## DIRECTIVES:
(1) In the article on synthetic diamond nomenclature, since what year has EGL USA been issuing synthetic diamond reports?
(2) List every possible name for synthetic diamonds that Philip Claes mentions in the article on synthetic diamond nomenclature.

## TEXT:
_____

Rapaport Magazine
Industry

What Do We Call It?

Synthetic Diamond Nomenclature

By Shoshana Kordova
RAPAPORT...  Labs are issuing reports for synthetic diamonds and the industry buzz has started with a debate on nomenclature and the impact for the trade.  

When the Gemological Institute of America (GIA) announced at the World Diamond Congress in Tel Aviv this past June that it was planning to issue grading reports for synthetic diamonds, industry reaction was immediate. Diamantaires rushed to lodge their protests and embarked on a heated discussion of nomenclature.

Half a year later, though, industry leaders around the world seem largely content with the synthetic diamond reports. GIA has been issuing them since January; the International Gemological Institute (IGI), since December and European Gemological Laboratories (EGL) USA, since 2001.

“Personally, I am in support of the decision to issue reports on these stones,” says Jeffrey Fischer, president of the International Diamond Manufacturers Association (IDMA) and the New York-based company Fischer Diamonds. “There are some caveats, of course. We have to be very careful to protect all parties involved — particularly the consumer — and that the distinction between natural diamonds and synthetic diamonds is very clear and distinct and obvious in the reports. Not everyone reads things with the same detail or the same understanding or the same attention.”

Fischer says he is satisfied with the format and terminology used in the “good and balanced report” launched by the GIA, which, he says, “went through a very exhausting process to arrive at conclusions that served the interest of everybody throughout the pipeline.” The laboratory, Fischer says, came up with a report that balanced the desire of the traditional diamond industry for a system that highlights the differences from synthetic diamonds still further and the desire of the man-made diamond industry to tone down some of the differences.

DISTINCTION
 

In sharp contrast to the GIA’s staid grading report for regular diamonds, the synthetic report is a distinctive yellow, with the capitalized words “LABORATORY GROWN” prominently displayed in the top section of the report, between the laser inscription number and the shape and cutting style. A note lower down indicates “This is a man-made diamond and has been produced in a laboratory.”

IGI also uses the term “laboratory grown.” EGL USA has also adopted that wording, announcing in December that it would be changing the terminology on its synthetic grading reports from “laboratory created” to “laboratory grown.” “I’m gratified to see that some of the other laboratories appear to be hopping on board with standardization of terminology, which is a good thing,” says Fischer.

Philip Claes, director of corporate affairs and spokesman for Antwerp’s Diamond High Council (HRD), says the HRD’s certification laboratory is also seriously considering certifying synthetic diamonds, in an effort to protect the consumers’ interest and provide full disclosure. The HRD is expected to make a decision on the matter within a few months, according to Claes.
“We haven’t decided yet what to do, but HRD’s opinion is, ‘Okay, synthetic diamonds are a fact. They are a reality, and we cannot deny them, so we should take them into account,’” says Claes. “Nomenclature is undecided yet. It could be called ‘synthetic,’ it could be called ‘man-made’ or ‘lab-grown.’”

“I think that having a synthetic grading report could be a positive thing — [increasing] consumer confidence in our product, which is very important,” states Claes.

_____

## RECORD LIST:
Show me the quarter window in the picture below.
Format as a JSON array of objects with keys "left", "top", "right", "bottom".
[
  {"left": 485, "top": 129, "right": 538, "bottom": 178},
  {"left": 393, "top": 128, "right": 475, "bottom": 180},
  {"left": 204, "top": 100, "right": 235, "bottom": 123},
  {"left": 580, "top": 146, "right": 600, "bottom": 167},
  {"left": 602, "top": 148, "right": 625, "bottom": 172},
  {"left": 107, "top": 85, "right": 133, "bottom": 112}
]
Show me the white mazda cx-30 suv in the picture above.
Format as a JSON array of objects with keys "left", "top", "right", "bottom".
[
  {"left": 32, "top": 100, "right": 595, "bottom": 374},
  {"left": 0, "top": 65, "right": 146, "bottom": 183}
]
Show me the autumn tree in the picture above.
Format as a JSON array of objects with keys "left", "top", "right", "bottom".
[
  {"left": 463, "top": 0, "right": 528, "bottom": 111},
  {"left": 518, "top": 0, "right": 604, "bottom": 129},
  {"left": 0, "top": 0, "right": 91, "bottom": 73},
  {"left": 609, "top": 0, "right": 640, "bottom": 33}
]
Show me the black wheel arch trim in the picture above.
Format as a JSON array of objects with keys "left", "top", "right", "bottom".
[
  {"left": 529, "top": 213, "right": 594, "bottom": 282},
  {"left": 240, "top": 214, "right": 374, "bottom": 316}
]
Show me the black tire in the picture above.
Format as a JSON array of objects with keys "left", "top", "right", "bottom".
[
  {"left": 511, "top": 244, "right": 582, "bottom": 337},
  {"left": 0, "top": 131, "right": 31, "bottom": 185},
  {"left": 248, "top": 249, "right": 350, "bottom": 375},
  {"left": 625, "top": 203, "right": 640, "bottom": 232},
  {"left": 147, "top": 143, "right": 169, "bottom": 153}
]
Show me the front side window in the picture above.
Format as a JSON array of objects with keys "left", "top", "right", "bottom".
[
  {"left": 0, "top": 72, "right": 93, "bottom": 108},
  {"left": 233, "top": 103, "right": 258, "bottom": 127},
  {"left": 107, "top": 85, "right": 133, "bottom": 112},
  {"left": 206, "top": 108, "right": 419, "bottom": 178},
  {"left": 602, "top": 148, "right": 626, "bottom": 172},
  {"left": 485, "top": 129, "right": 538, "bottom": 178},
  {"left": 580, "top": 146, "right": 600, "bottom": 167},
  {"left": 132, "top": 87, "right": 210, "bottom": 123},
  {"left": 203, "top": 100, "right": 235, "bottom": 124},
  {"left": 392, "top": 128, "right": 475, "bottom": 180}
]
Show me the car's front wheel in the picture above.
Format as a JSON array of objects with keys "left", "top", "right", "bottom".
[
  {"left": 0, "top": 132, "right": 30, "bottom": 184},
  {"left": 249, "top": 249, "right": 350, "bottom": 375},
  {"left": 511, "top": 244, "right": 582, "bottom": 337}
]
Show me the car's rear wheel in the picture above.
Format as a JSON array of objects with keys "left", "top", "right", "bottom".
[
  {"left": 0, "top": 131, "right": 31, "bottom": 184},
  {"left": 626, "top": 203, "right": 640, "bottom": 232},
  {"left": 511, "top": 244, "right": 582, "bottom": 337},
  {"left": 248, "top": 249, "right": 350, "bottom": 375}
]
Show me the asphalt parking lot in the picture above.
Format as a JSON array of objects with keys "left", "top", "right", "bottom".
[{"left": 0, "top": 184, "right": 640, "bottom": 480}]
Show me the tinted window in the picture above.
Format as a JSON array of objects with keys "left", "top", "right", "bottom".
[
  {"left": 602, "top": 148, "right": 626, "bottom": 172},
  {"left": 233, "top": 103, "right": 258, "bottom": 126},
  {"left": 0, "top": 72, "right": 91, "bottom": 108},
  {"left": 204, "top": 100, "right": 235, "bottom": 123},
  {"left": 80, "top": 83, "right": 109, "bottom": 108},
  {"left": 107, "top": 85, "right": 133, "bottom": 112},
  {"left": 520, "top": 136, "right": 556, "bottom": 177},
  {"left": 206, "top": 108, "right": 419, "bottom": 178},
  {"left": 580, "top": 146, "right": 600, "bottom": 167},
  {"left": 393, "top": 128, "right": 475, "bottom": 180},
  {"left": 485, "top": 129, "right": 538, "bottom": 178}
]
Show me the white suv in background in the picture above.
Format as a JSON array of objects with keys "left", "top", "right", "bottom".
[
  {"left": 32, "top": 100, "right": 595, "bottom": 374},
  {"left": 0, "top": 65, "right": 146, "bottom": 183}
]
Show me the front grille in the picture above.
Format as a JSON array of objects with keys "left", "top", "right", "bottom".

_____

## ANSWERS GIVEN:
(1) Since 2001.

(2) synthetic, man-made, lab-grown